## Aim of the task
Drawing on the article about Belo Horizonte's online vote on public works, explain why the city set up 178 voting points, including a bus with Internet access, in one to three sentences.

***** Supplied passage

Recently, a major city decided to take a different approach to investing in public works. Instead of deciding what new facilities to build for the population, they put it up for an online vote. Elected officials set aside $11 million taxpayer dollars to build the most popular proposals in each of the city’s nine wards. What better way to end interminable debates and remove the decision from political wrangling: let the people decide.
What city attempted the bold program? Perhaps Portland, OR? Maybe one of the rustbelt strivers like Pittsburgh, PA? Try Belo Horizonte, capital of the state of Minas Gerais in Brazil. The innovative 2007 project is described in detail in a recent working paper by e-democracy researcher Tiago Peixoto, who speculates the case may just be an example of the long-discussed potential for local e-democracy.
The Process
The city administration, in consultation with local elected officials, created four possible public work projects costing roughly $1.2 million each in each of the city’s nine wards. (The projects listed in Portuguese, and a machine English translation) The winners would receive funding from the total pool of $11 million in available funds. The project built upon the city’s grassroots-driven participatory budgeting program, which has allowed citizens to allocate resources through participatory decision-making since 1993. During a 42-day voting period, registered voters could log on and vote for one project in each ward, as well as post comments in an Internet forum. In order to maximize availability of the voting system, the city established 178 voting points around the city, including a mobile unit consisting of a bus with Internet access and carried out an extensive public relations campaign.
Results
After voting closed, 172,938 people had registered votes in the system, 9.98% of the city’s registered voters. (Voter registration is mandatory for adults) The forum received 1,210 posts. Peixoto’s paper compared the average number of votes per capita from each district and the average income per capita, and found there was no relationship between the two. Sadly, the case study does not discuss the nature of the public works projects, the nature of the winners, or evaluate whether the government actually followed through and built them. (The results seem to include parks and sports facilities.)

**********
***** Records shown

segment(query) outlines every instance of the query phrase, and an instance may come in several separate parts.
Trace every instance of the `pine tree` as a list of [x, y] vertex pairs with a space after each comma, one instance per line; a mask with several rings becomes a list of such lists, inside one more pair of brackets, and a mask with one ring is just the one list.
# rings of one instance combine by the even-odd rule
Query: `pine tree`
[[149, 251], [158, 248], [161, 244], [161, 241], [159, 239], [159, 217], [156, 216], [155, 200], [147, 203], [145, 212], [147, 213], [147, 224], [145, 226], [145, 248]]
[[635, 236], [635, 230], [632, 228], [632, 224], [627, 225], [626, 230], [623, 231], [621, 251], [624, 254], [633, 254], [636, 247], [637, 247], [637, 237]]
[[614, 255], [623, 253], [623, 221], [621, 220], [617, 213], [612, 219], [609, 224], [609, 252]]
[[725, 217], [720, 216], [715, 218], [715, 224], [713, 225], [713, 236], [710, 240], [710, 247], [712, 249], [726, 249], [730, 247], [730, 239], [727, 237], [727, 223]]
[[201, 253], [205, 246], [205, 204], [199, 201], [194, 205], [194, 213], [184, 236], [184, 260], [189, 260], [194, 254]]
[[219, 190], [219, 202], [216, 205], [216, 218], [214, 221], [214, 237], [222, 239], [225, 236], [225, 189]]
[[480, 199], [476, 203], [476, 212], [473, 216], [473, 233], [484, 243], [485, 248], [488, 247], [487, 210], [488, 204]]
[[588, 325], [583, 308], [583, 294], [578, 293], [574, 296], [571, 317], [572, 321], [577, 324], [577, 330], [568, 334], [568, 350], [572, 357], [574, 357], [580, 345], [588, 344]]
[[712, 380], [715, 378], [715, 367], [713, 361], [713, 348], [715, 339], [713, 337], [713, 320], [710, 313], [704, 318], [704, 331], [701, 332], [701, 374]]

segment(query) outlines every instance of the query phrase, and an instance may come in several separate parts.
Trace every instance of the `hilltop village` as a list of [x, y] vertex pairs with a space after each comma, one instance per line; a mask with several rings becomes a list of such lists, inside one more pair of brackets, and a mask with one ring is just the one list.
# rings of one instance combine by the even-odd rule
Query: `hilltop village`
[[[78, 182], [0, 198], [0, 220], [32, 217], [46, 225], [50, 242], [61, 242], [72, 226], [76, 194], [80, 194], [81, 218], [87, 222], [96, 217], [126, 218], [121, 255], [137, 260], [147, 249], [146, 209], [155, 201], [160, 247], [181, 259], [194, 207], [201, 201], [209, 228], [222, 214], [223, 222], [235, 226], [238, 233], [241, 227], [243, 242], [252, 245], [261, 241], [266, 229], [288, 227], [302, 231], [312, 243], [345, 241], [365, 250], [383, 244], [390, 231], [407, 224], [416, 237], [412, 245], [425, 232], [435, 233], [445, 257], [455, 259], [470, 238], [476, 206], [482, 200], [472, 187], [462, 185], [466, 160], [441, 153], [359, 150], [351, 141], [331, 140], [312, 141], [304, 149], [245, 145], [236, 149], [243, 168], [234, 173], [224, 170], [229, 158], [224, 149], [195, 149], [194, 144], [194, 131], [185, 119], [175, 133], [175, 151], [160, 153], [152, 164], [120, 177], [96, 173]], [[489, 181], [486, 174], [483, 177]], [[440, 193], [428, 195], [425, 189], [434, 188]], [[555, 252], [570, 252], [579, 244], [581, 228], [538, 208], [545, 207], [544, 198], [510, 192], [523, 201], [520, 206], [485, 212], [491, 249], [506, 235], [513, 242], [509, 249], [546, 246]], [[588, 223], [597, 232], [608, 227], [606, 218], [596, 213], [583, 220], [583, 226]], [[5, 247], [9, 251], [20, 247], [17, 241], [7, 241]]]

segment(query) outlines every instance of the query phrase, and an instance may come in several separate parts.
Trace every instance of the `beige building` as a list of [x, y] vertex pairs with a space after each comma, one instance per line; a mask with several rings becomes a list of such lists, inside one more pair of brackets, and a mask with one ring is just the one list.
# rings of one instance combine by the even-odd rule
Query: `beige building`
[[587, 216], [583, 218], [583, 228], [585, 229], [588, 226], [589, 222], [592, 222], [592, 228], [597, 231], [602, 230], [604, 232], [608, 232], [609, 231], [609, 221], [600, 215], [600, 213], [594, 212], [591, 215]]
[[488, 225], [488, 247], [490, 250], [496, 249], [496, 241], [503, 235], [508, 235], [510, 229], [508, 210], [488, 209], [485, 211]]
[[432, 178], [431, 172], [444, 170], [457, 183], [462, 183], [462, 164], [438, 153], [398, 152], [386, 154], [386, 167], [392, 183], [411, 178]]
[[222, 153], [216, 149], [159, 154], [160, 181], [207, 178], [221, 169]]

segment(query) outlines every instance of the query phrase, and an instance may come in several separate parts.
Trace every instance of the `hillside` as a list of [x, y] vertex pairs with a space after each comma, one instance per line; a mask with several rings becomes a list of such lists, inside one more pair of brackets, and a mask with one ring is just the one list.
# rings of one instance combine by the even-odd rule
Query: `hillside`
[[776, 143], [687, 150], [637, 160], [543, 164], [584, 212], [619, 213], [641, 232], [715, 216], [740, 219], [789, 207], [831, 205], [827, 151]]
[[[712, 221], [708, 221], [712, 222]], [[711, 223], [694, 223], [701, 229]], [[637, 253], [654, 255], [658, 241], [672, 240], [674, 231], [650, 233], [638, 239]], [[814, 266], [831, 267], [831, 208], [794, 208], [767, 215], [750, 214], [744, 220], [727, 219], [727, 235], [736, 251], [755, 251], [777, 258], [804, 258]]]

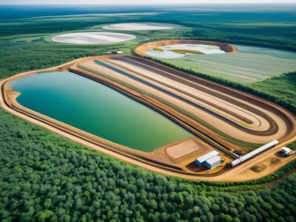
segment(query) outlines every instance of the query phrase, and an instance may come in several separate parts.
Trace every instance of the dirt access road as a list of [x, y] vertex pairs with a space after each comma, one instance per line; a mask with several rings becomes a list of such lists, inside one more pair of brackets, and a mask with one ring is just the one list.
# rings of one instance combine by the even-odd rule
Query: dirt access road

**********

## Written reply
The city set up 178 voting points, including a mobile unit on a bus with Internet access, to make the voting system as available as possible. Voters could cast their choices at many locations across the city during the 42-day voting period.